Excerpt from a dataset:
==============================

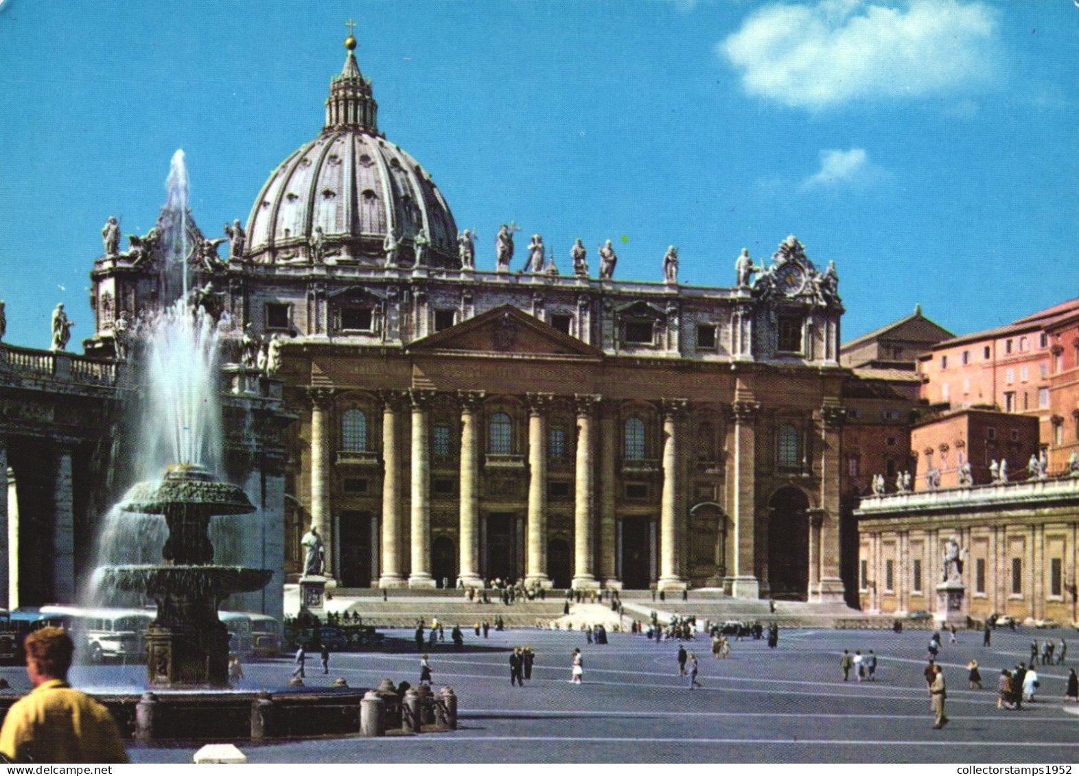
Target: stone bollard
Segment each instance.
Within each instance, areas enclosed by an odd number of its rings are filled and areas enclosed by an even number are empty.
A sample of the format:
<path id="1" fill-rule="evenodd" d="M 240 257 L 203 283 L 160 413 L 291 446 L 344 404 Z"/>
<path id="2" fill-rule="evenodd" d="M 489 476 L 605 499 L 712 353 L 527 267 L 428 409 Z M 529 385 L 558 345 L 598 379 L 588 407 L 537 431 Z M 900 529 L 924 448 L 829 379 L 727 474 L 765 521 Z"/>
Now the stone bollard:
<path id="1" fill-rule="evenodd" d="M 386 734 L 386 704 L 373 690 L 359 702 L 359 735 L 379 738 Z"/>
<path id="2" fill-rule="evenodd" d="M 273 737 L 273 698 L 259 693 L 251 702 L 251 738 Z"/>
<path id="3" fill-rule="evenodd" d="M 425 725 L 435 724 L 435 693 L 429 684 L 421 684 L 415 689 L 420 695 L 420 723 Z"/>
<path id="4" fill-rule="evenodd" d="M 446 731 L 457 729 L 457 696 L 453 687 L 442 687 L 438 693 L 439 720 L 438 726 Z"/>
<path id="5" fill-rule="evenodd" d="M 161 704 L 153 693 L 142 693 L 142 697 L 135 705 L 135 739 L 140 741 L 153 740 L 153 723 L 158 716 Z"/>
<path id="6" fill-rule="evenodd" d="M 411 731 L 412 733 L 420 732 L 420 693 L 415 690 L 408 690 L 405 693 L 405 700 L 401 704 L 401 730 Z"/>

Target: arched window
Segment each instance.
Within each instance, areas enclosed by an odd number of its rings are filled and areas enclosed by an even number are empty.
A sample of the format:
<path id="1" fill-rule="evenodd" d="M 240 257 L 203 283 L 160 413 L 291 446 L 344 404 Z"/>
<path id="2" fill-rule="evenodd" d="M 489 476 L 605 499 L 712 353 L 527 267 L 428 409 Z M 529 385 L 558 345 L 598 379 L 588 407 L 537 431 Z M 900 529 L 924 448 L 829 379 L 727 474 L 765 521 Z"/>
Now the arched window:
<path id="1" fill-rule="evenodd" d="M 626 421 L 626 460 L 644 460 L 644 421 L 640 418 Z"/>
<path id="2" fill-rule="evenodd" d="M 361 410 L 345 410 L 341 417 L 341 449 L 367 452 L 367 416 Z"/>
<path id="3" fill-rule="evenodd" d="M 488 428 L 490 433 L 490 449 L 492 455 L 508 455 L 513 452 L 514 426 L 509 416 L 505 412 L 495 412 L 491 416 L 491 423 Z"/>
<path id="4" fill-rule="evenodd" d="M 802 435 L 790 423 L 779 426 L 779 467 L 802 467 Z"/>
<path id="5" fill-rule="evenodd" d="M 697 426 L 697 460 L 715 460 L 715 428 L 711 423 L 701 423 Z"/>

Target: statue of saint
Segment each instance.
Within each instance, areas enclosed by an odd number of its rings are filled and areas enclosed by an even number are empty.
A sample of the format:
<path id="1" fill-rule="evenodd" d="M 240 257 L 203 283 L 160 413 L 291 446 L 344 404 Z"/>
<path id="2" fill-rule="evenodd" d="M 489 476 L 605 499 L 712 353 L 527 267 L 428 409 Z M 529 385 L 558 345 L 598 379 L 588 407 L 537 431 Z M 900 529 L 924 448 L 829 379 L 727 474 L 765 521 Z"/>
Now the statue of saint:
<path id="1" fill-rule="evenodd" d="M 303 575 L 320 576 L 326 560 L 326 550 L 323 547 L 323 537 L 318 535 L 318 529 L 314 525 L 311 526 L 310 531 L 303 534 L 300 544 L 306 548 L 303 559 Z"/>
<path id="2" fill-rule="evenodd" d="M 115 216 L 109 216 L 108 222 L 101 229 L 101 241 L 105 243 L 106 256 L 120 255 L 120 223 Z"/>
<path id="3" fill-rule="evenodd" d="M 956 536 L 952 536 L 947 542 L 944 543 L 944 573 L 943 581 L 948 580 L 959 580 L 959 574 L 962 573 L 962 550 L 959 549 L 959 540 Z"/>
<path id="4" fill-rule="evenodd" d="M 386 255 L 386 267 L 397 267 L 397 236 L 393 230 L 386 232 L 382 241 L 382 251 Z"/>
<path id="5" fill-rule="evenodd" d="M 600 246 L 600 280 L 611 280 L 614 277 L 614 267 L 618 263 L 618 257 L 614 254 L 611 241 Z"/>
<path id="6" fill-rule="evenodd" d="M 251 324 L 247 324 L 244 327 L 244 337 L 240 341 L 240 357 L 241 364 L 246 369 L 258 368 L 259 363 L 259 351 L 261 350 L 262 343 L 259 341 L 259 336 L 255 333 L 255 329 Z"/>
<path id="7" fill-rule="evenodd" d="M 224 233 L 229 235 L 229 258 L 244 258 L 244 245 L 247 243 L 247 233 L 240 226 L 240 219 L 234 220 L 231 227 L 226 223 Z"/>
<path id="8" fill-rule="evenodd" d="M 129 328 L 131 322 L 127 321 L 127 311 L 121 310 L 117 322 L 112 325 L 112 348 L 115 351 L 117 360 L 119 362 L 127 360 L 128 345 L 131 343 L 128 338 Z"/>
<path id="9" fill-rule="evenodd" d="M 577 242 L 570 249 L 570 256 L 573 257 L 573 274 L 577 277 L 588 277 L 588 262 L 585 260 L 587 255 L 588 250 L 585 248 L 585 244 L 581 242 L 581 237 L 577 237 Z"/>
<path id="10" fill-rule="evenodd" d="M 678 247 L 671 245 L 664 256 L 664 283 L 678 283 Z"/>
<path id="11" fill-rule="evenodd" d="M 753 273 L 760 272 L 761 268 L 753 263 L 749 256 L 749 248 L 742 248 L 741 254 L 735 259 L 735 273 L 738 275 L 738 287 L 748 288 Z"/>
<path id="12" fill-rule="evenodd" d="M 326 260 L 326 234 L 322 227 L 315 227 L 311 235 L 311 263 L 320 264 Z"/>
<path id="13" fill-rule="evenodd" d="M 64 305 L 57 304 L 56 309 L 53 311 L 53 346 L 54 351 L 65 351 L 67 350 L 68 340 L 71 339 L 71 327 L 74 326 L 73 321 L 67 319 L 67 313 L 64 312 Z"/>
<path id="14" fill-rule="evenodd" d="M 275 377 L 281 371 L 281 337 L 270 336 L 270 344 L 267 345 L 267 377 Z"/>
<path id="15" fill-rule="evenodd" d="M 412 247 L 415 251 L 415 266 L 424 267 L 425 259 L 427 256 L 427 246 L 431 245 L 431 239 L 427 236 L 427 230 L 420 227 L 420 231 L 415 233 L 412 237 Z"/>
<path id="16" fill-rule="evenodd" d="M 514 229 L 503 223 L 495 237 L 495 272 L 509 272 L 509 261 L 514 258 Z"/>
<path id="17" fill-rule="evenodd" d="M 524 266 L 524 271 L 533 274 L 540 274 L 543 272 L 544 264 L 546 263 L 546 251 L 547 249 L 544 247 L 543 237 L 538 234 L 533 234 L 532 242 L 529 243 L 529 260 Z"/>
<path id="18" fill-rule="evenodd" d="M 462 270 L 476 269 L 476 232 L 466 229 L 457 235 L 457 257 L 461 259 Z"/>

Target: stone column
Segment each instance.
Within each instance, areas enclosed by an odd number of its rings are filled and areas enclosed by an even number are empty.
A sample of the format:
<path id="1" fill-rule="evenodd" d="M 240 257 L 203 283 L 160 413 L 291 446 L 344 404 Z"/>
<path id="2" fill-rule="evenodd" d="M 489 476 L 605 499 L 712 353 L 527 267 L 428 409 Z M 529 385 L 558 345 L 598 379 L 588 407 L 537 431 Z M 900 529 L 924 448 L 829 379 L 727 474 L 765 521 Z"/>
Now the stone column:
<path id="1" fill-rule="evenodd" d="M 576 588 L 596 588 L 596 532 L 592 525 L 592 500 L 595 496 L 595 478 L 592 476 L 592 413 L 600 397 L 591 394 L 577 394 L 577 457 L 576 475 L 574 479 L 574 566 L 573 586 Z"/>
<path id="2" fill-rule="evenodd" d="M 326 552 L 323 575 L 333 578 L 337 537 L 330 518 L 330 419 L 333 389 L 308 389 L 311 400 L 311 525 L 318 529 Z"/>
<path id="3" fill-rule="evenodd" d="M 820 408 L 820 506 L 824 519 L 820 528 L 820 582 L 809 589 L 809 599 L 842 603 L 844 584 L 839 578 L 839 449 L 846 409 L 833 401 Z"/>
<path id="4" fill-rule="evenodd" d="M 730 542 L 730 571 L 724 587 L 729 587 L 735 598 L 760 598 L 761 583 L 754 573 L 756 552 L 756 423 L 761 405 L 747 391 L 736 390 L 730 406 L 732 465 L 727 489 L 730 492 L 730 516 L 734 536 Z"/>
<path id="5" fill-rule="evenodd" d="M 615 464 L 618 461 L 618 435 L 615 408 L 605 407 L 600 416 L 600 576 L 604 587 L 622 589 L 618 557 L 618 530 L 615 514 Z"/>
<path id="6" fill-rule="evenodd" d="M 409 392 L 412 401 L 412 571 L 409 587 L 435 587 L 431 575 L 431 450 L 427 408 L 434 391 Z"/>
<path id="7" fill-rule="evenodd" d="M 550 394 L 530 393 L 529 401 L 529 526 L 525 584 L 550 587 L 547 576 L 547 419 Z"/>
<path id="8" fill-rule="evenodd" d="M 482 391 L 459 391 L 461 401 L 461 584 L 482 587 L 479 575 L 479 432 Z"/>
<path id="9" fill-rule="evenodd" d="M 396 391 L 383 391 L 379 398 L 382 400 L 382 574 L 379 587 L 405 587 L 400 555 L 400 459 L 397 455 L 401 395 Z"/>
<path id="10" fill-rule="evenodd" d="M 56 454 L 53 486 L 53 600 L 74 603 L 74 501 L 71 490 L 71 448 Z"/>
<path id="11" fill-rule="evenodd" d="M 684 590 L 682 548 L 679 546 L 679 444 L 681 420 L 685 416 L 685 399 L 664 400 L 664 490 L 659 506 L 659 589 Z"/>

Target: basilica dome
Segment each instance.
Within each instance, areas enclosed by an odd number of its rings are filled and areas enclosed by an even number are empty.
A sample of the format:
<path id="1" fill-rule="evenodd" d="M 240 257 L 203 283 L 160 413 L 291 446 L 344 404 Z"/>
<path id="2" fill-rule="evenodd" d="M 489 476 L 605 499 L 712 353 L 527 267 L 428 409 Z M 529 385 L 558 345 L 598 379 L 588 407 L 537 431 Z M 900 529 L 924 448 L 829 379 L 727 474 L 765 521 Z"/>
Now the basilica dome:
<path id="1" fill-rule="evenodd" d="M 422 229 L 423 263 L 456 268 L 453 214 L 427 171 L 379 132 L 379 107 L 355 44 L 345 41 L 349 54 L 330 83 L 322 134 L 277 165 L 259 192 L 247 219 L 247 258 L 381 264 L 392 232 L 398 262 L 408 264 Z"/>

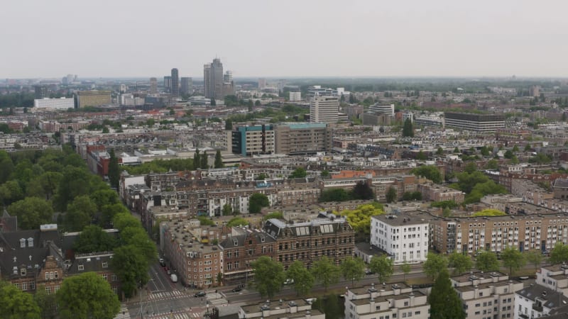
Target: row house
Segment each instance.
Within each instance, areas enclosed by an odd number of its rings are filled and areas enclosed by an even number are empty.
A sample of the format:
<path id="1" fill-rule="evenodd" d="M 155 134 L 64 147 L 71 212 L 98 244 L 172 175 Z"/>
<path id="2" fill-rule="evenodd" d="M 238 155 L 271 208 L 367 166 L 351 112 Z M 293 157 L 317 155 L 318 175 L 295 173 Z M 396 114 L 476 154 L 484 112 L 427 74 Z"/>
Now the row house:
<path id="1" fill-rule="evenodd" d="M 56 292 L 63 280 L 63 256 L 56 225 L 39 230 L 0 233 L 0 274 L 4 281 L 23 291 L 45 286 Z"/>
<path id="2" fill-rule="evenodd" d="M 223 282 L 246 286 L 253 278 L 251 262 L 261 256 L 275 257 L 275 240 L 248 227 L 233 227 L 233 234 L 219 243 L 224 255 Z"/>
<path id="3" fill-rule="evenodd" d="M 332 216 L 294 224 L 271 218 L 263 229 L 275 240 L 275 258 L 285 269 L 295 260 L 310 268 L 322 256 L 336 264 L 353 256 L 354 232 L 344 218 Z"/>
<path id="4" fill-rule="evenodd" d="M 114 293 L 121 293 L 119 277 L 111 267 L 114 254 L 112 252 L 77 254 L 72 262 L 65 262 L 65 275 L 75 276 L 85 272 L 94 272 L 109 283 Z"/>
<path id="5" fill-rule="evenodd" d="M 167 173 L 150 173 L 145 177 L 146 186 L 153 191 L 173 190 L 180 182 L 180 175 L 177 172 Z"/>
<path id="6" fill-rule="evenodd" d="M 461 204 L 465 198 L 465 194 L 462 191 L 449 187 L 432 183 L 418 183 L 417 186 L 417 189 L 422 193 L 422 198 L 424 201 L 454 201 L 456 203 Z"/>
<path id="7" fill-rule="evenodd" d="M 439 252 L 474 254 L 513 247 L 550 251 L 568 243 L 568 214 L 548 213 L 430 220 L 431 245 Z"/>
<path id="8" fill-rule="evenodd" d="M 221 284 L 224 256 L 219 246 L 200 242 L 182 223 L 165 221 L 160 228 L 160 249 L 184 286 L 205 289 Z"/>
<path id="9" fill-rule="evenodd" d="M 523 289 L 522 282 L 498 272 L 472 272 L 450 280 L 468 319 L 513 318 L 515 291 Z"/>
<path id="10" fill-rule="evenodd" d="M 427 296 L 402 282 L 348 289 L 345 316 L 351 319 L 430 318 Z"/>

==============================

Retype verbatim the part of the lines above that opens with the line containing "Target: stone column" and closes with the line containing "615 464 L 618", both of those lines included.

TASK RESPONSE:
Target: stone column
Segment each instance.
Within each instance, areas enclosed by an odd number of its rings are filled and areas enclosed by an even number are empty.
A sample of the format:
<path id="1" fill-rule="evenodd" d="M 240 257 L 203 283 L 160 413 L 291 446 L 344 404 Z"/>
<path id="2" fill-rule="evenodd" d="M 489 476 L 605 499 L 712 353 L 527 267 L 428 409 Z M 529 385 L 558 345 L 598 379 L 588 407 L 537 431 Z M 900 529 L 924 448 L 829 379 L 727 474 L 765 521 Z"/>
Now the stone column:
<path id="1" fill-rule="evenodd" d="M 576 588 L 596 588 L 596 532 L 592 525 L 592 500 L 595 496 L 595 478 L 592 476 L 592 413 L 600 397 L 591 394 L 577 394 L 577 457 L 576 475 L 574 479 L 574 566 L 573 586 Z"/>
<path id="2" fill-rule="evenodd" d="M 326 552 L 323 575 L 333 578 L 337 537 L 330 518 L 330 419 L 333 389 L 308 389 L 311 400 L 311 525 L 318 529 Z"/>
<path id="3" fill-rule="evenodd" d="M 820 408 L 820 506 L 824 519 L 820 528 L 820 582 L 809 589 L 809 599 L 842 603 L 844 584 L 839 578 L 839 449 L 846 409 L 833 401 Z"/>
<path id="4" fill-rule="evenodd" d="M 730 542 L 730 571 L 724 587 L 729 587 L 735 598 L 760 598 L 761 583 L 754 573 L 756 552 L 756 423 L 761 405 L 747 391 L 736 390 L 730 406 L 732 465 L 727 489 L 730 492 L 730 516 L 734 536 Z"/>
<path id="5" fill-rule="evenodd" d="M 615 464 L 618 461 L 618 435 L 615 408 L 605 407 L 600 416 L 600 576 L 604 587 L 622 589 L 618 557 L 618 530 L 615 514 Z"/>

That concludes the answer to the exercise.